What is needed →
Give back, word for word, the line that contains "The service MUST place one dot on the chrome" and every line that follows it in the data below.

The input →
________________
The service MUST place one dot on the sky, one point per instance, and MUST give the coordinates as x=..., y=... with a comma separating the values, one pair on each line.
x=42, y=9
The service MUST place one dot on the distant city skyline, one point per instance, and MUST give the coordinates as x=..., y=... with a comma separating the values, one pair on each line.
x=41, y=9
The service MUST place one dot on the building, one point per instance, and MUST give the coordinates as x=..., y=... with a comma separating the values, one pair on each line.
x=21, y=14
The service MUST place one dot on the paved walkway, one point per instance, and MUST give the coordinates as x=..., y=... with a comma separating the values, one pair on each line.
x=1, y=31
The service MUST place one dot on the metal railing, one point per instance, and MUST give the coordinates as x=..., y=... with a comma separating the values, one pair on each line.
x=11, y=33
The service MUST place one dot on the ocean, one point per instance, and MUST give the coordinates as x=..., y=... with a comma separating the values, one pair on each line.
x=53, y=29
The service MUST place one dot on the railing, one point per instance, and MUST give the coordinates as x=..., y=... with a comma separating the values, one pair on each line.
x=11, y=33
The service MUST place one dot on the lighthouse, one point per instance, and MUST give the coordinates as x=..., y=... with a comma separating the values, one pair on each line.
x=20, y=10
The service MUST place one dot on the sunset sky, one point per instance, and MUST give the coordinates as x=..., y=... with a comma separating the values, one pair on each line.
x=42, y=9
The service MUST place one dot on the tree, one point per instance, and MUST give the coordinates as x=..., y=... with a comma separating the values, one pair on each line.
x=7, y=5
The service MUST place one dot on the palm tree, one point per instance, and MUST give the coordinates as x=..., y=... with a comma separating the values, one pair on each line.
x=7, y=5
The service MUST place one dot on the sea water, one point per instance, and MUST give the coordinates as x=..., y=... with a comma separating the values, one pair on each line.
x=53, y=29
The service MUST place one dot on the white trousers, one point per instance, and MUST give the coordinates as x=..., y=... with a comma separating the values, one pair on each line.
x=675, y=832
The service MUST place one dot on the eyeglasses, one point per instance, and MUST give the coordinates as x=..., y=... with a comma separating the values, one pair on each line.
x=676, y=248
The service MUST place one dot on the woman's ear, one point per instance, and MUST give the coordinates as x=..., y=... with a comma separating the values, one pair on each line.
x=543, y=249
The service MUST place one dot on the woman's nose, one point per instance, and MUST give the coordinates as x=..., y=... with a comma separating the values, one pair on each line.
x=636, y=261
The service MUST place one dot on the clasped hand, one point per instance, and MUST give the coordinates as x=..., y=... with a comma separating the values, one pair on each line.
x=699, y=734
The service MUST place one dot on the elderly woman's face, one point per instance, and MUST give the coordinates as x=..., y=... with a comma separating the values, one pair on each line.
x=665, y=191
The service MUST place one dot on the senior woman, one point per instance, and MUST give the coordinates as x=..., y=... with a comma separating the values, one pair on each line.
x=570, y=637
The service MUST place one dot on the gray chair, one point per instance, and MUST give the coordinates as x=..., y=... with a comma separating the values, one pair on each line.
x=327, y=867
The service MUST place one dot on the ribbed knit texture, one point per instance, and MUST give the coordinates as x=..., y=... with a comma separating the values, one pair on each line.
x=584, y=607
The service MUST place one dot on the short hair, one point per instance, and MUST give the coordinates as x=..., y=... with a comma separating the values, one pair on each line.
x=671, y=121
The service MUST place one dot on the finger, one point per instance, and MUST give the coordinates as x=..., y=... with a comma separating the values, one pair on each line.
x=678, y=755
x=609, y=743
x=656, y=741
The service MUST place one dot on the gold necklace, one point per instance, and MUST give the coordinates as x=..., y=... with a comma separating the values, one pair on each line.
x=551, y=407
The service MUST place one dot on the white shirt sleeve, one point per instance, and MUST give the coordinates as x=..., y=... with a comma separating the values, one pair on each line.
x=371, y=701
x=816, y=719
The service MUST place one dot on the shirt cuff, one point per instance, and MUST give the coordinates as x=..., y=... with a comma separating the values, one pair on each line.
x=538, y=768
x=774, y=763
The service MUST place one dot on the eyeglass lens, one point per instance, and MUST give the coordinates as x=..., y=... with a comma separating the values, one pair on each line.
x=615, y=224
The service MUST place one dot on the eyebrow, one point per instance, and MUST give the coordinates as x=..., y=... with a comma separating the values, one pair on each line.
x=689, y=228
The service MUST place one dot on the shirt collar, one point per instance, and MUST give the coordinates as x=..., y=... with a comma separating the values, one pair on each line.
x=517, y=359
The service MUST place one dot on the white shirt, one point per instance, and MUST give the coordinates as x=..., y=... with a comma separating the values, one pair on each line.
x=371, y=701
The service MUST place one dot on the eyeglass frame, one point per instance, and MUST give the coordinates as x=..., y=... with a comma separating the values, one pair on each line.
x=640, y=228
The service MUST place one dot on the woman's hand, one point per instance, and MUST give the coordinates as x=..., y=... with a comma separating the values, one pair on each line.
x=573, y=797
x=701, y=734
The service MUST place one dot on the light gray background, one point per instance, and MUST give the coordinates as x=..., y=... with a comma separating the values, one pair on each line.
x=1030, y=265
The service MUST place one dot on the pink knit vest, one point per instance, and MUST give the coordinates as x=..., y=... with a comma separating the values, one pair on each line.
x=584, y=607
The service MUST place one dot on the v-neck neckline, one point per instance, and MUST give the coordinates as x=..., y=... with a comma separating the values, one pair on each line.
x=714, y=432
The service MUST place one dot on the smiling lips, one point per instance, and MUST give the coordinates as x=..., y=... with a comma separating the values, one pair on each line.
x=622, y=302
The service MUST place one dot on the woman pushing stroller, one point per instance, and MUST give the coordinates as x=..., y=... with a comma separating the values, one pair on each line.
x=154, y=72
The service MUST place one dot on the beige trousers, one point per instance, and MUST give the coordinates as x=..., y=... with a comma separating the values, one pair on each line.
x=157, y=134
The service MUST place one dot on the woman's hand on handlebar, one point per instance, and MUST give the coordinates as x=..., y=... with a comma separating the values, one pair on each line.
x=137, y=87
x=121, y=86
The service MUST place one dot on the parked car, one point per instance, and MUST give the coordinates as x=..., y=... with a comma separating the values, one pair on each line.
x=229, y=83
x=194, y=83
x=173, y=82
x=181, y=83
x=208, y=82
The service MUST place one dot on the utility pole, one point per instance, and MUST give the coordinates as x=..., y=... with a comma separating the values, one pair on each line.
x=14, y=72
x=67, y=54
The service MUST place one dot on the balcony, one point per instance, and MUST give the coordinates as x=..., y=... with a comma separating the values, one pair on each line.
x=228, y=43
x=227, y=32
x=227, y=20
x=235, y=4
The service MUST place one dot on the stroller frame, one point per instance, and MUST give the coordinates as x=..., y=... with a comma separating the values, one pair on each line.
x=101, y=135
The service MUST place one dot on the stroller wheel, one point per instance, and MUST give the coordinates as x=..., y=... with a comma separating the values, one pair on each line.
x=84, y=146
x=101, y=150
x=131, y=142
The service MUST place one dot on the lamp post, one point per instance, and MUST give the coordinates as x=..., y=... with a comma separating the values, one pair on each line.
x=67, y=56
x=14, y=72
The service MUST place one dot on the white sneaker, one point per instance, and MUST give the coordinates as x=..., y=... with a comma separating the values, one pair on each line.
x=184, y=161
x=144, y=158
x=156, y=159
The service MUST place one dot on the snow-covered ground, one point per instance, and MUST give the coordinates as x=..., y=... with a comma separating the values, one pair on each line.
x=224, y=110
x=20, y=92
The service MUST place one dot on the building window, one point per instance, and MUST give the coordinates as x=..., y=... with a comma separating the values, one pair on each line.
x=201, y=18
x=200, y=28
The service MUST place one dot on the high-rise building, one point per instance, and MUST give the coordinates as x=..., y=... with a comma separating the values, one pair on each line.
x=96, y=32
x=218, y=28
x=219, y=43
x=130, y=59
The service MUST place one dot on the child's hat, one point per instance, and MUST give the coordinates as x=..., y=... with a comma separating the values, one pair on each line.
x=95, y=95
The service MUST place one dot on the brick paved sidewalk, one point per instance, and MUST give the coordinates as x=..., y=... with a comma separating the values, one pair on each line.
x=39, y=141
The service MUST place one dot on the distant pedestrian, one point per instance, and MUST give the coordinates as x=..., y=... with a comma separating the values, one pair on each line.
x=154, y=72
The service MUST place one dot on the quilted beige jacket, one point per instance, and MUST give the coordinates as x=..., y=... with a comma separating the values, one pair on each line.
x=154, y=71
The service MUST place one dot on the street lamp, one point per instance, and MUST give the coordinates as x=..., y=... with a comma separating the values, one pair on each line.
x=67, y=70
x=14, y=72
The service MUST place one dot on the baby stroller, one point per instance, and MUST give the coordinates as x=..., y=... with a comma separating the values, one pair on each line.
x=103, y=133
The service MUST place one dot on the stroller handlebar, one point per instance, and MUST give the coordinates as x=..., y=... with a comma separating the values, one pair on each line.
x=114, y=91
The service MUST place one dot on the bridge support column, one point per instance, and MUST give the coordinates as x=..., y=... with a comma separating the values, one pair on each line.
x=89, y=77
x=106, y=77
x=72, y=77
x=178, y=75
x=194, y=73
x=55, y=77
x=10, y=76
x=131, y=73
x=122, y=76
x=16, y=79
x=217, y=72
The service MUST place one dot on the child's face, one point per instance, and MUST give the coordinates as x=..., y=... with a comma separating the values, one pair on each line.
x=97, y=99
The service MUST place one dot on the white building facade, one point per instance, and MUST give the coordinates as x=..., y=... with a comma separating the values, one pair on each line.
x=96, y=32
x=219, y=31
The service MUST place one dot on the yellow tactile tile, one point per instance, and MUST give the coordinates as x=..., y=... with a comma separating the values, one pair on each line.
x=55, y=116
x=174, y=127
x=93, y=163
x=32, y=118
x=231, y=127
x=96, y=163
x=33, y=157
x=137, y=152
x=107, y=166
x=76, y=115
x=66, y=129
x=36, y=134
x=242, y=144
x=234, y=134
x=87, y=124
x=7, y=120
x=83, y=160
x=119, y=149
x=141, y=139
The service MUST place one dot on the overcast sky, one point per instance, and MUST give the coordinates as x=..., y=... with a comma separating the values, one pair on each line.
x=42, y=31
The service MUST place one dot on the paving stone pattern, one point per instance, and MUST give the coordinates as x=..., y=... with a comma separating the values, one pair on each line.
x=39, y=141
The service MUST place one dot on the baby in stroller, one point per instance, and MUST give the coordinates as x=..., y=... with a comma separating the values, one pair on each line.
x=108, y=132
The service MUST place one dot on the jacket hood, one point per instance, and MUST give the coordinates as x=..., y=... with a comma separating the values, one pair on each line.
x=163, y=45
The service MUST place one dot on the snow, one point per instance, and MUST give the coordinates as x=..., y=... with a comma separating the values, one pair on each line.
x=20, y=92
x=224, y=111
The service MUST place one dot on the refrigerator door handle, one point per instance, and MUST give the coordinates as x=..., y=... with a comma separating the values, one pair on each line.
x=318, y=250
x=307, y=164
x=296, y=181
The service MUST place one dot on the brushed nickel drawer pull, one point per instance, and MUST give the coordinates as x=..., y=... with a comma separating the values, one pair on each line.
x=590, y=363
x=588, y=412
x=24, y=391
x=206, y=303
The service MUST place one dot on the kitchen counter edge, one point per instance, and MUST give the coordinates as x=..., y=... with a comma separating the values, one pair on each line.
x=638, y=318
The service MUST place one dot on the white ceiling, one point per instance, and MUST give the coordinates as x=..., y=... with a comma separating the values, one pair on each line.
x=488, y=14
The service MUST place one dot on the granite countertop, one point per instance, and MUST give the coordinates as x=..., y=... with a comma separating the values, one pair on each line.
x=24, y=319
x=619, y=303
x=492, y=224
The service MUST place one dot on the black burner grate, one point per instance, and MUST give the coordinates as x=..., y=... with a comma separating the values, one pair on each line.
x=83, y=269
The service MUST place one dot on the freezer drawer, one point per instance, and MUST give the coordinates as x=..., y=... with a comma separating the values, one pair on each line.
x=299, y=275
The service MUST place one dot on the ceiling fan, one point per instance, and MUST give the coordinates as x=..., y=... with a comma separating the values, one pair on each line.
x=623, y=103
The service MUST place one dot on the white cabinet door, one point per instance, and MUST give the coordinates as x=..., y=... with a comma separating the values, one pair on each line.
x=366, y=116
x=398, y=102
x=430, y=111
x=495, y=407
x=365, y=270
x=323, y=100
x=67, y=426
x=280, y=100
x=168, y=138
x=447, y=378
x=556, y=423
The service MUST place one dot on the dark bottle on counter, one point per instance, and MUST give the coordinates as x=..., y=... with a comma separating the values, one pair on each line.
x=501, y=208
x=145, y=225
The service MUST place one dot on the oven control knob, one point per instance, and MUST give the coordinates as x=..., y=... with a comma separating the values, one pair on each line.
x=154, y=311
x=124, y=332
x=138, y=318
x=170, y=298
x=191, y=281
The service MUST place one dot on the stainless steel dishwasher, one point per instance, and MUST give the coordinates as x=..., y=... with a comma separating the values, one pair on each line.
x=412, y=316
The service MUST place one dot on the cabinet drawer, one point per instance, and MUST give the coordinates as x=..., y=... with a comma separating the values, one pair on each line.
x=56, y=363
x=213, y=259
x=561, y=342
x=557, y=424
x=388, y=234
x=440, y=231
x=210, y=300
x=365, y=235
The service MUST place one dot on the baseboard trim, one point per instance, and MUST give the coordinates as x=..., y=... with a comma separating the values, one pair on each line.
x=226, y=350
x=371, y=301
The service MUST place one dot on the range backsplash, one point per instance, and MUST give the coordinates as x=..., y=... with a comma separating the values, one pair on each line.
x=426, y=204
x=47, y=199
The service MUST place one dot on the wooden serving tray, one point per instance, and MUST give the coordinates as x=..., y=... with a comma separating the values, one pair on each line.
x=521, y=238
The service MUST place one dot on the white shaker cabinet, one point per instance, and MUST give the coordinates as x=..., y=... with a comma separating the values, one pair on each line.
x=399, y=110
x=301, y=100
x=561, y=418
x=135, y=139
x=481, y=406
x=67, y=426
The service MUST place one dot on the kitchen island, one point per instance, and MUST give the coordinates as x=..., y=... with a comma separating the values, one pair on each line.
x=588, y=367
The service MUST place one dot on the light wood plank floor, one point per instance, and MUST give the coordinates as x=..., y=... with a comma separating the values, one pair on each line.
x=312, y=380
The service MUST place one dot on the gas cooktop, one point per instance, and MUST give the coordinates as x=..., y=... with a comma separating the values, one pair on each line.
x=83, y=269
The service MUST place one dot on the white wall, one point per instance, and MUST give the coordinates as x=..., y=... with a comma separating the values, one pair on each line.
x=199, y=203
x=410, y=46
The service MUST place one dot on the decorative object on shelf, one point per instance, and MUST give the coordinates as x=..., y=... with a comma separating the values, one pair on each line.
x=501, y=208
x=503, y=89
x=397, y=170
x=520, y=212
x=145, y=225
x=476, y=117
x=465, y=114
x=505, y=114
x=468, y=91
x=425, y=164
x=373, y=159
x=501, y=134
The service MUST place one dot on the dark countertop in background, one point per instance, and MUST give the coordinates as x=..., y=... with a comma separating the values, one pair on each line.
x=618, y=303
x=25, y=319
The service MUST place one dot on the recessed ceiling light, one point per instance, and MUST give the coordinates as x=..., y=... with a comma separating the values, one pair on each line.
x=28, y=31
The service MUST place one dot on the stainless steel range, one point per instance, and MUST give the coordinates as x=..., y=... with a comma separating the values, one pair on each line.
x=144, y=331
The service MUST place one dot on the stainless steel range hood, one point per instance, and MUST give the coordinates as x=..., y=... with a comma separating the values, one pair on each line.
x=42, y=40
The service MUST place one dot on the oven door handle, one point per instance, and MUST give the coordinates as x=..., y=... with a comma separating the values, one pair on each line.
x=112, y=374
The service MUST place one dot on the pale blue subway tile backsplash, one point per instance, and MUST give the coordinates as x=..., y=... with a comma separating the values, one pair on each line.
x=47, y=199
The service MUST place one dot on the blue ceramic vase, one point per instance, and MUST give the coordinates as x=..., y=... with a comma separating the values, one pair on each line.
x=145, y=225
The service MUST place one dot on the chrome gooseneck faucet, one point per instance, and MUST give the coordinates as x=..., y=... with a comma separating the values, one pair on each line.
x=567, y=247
________________
Answer for this exercise →
The service MUST place one dot on the chrome gooseneck faucet, one point per instance, and MUST give the coordinates as x=..., y=... with a comma separating the values, one pair on each line.
x=567, y=247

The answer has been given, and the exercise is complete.